EXERCISE OBJECTIVE :: Wherever the string "shirt" turns up in the data, copy the whole line.
⁂
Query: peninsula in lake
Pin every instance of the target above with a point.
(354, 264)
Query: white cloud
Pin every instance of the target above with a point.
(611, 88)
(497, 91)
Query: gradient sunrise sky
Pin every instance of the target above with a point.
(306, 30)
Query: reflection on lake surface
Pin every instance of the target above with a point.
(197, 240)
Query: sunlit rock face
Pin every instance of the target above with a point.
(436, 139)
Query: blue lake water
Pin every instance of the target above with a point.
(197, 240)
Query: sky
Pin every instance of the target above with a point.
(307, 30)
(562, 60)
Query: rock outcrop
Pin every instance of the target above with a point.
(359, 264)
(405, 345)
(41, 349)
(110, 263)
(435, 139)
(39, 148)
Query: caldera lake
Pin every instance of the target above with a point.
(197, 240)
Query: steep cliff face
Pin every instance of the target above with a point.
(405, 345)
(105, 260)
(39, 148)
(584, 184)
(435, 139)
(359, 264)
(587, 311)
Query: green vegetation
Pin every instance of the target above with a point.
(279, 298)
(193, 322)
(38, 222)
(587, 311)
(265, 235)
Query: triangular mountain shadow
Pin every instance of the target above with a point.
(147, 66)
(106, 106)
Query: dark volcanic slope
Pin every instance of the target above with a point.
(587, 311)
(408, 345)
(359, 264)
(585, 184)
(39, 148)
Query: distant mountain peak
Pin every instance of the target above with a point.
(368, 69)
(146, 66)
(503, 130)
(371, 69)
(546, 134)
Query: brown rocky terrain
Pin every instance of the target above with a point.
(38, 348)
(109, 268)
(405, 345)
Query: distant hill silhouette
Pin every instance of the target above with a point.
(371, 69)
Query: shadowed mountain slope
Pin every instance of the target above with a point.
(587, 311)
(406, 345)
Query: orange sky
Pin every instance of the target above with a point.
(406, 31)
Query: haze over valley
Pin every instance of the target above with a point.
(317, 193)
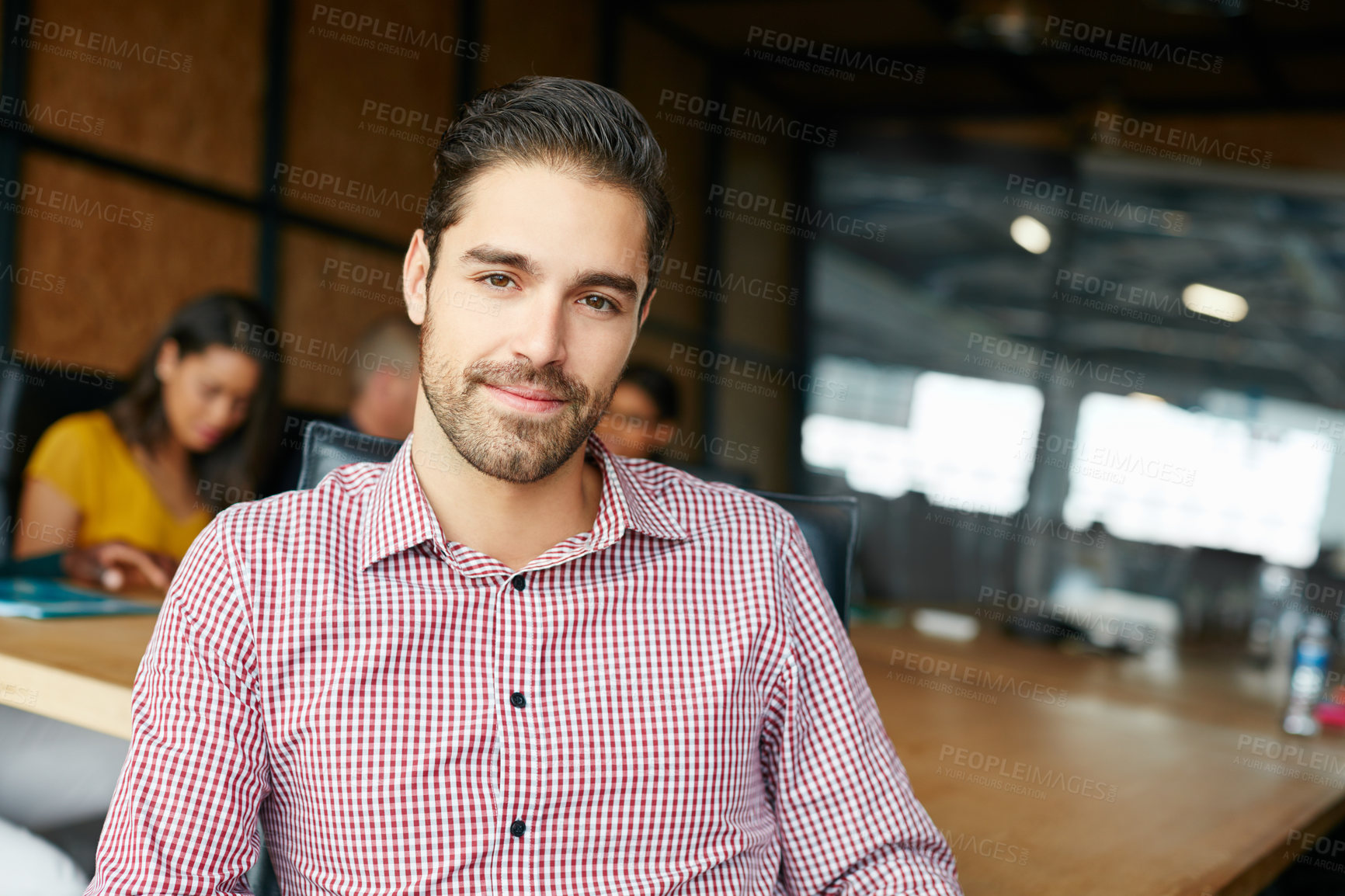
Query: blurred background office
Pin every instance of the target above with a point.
(1054, 287)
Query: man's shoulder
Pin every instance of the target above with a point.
(702, 506)
(335, 503)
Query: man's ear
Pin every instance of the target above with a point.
(415, 272)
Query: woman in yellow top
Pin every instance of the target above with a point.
(193, 433)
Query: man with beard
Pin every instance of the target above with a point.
(509, 658)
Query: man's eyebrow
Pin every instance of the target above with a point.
(495, 256)
(620, 283)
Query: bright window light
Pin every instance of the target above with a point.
(968, 444)
(1030, 234)
(1150, 471)
(1214, 303)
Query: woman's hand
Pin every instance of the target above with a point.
(115, 565)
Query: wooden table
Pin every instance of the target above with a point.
(1183, 780)
(1142, 780)
(77, 670)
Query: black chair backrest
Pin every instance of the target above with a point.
(829, 525)
(30, 401)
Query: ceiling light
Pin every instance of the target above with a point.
(1214, 303)
(1030, 234)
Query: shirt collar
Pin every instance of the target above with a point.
(398, 514)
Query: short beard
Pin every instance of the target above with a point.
(501, 444)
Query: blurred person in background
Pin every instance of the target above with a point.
(642, 416)
(135, 484)
(384, 374)
(190, 436)
(385, 377)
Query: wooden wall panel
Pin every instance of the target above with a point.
(757, 262)
(170, 85)
(121, 273)
(540, 38)
(331, 291)
(652, 66)
(369, 101)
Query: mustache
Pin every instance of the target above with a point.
(551, 381)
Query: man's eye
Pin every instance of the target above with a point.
(589, 299)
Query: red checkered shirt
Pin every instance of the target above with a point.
(666, 703)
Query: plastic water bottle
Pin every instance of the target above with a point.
(1305, 682)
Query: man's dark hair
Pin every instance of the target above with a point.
(572, 126)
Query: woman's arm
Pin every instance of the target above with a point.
(47, 521)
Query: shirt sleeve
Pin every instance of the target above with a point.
(65, 457)
(848, 820)
(183, 818)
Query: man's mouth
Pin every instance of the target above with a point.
(525, 398)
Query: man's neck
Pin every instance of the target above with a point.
(507, 521)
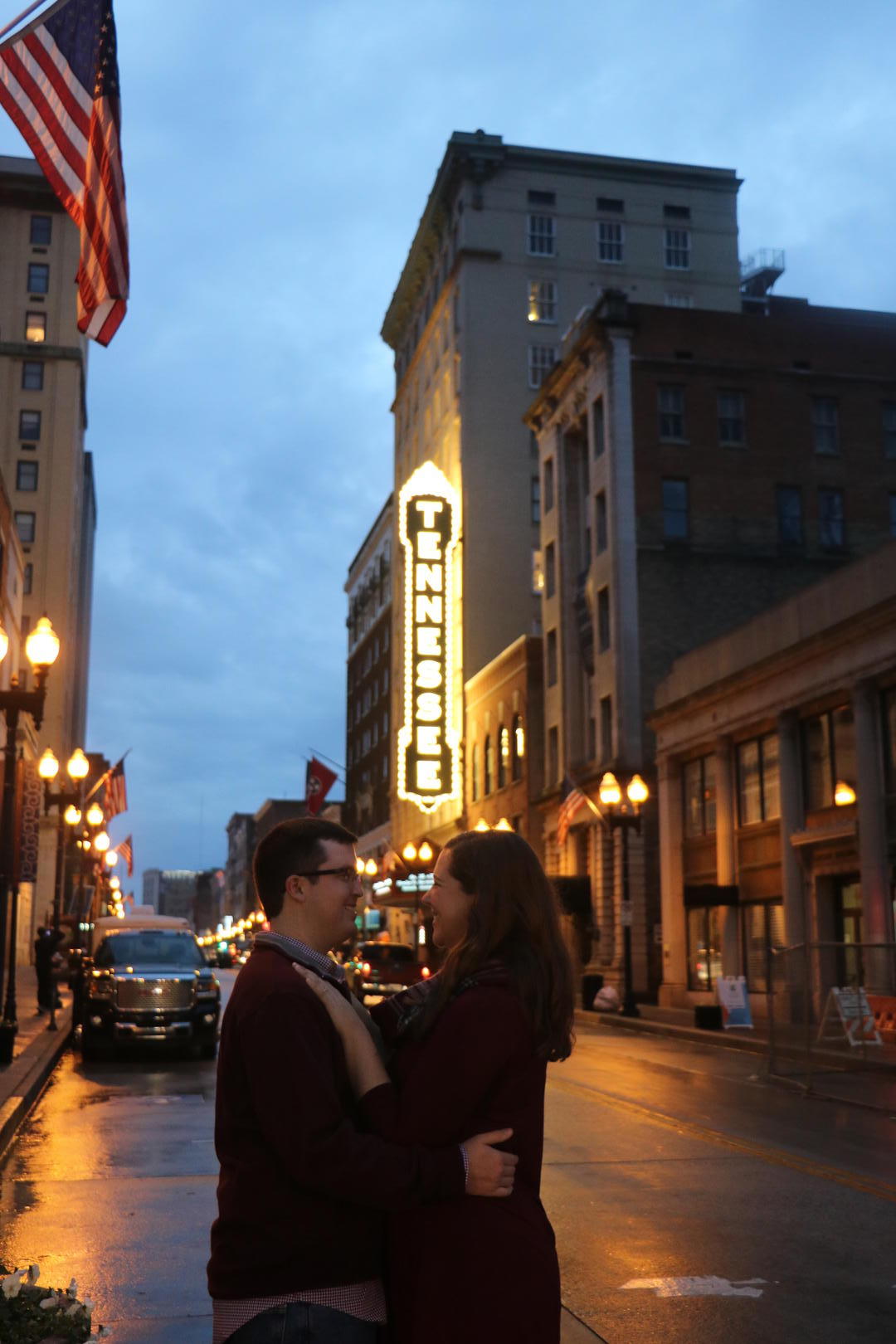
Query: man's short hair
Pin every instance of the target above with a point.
⁂
TASK SOLUTION ::
Query: shirt collar
Query: red checkered shirt
Query: shirt sleeve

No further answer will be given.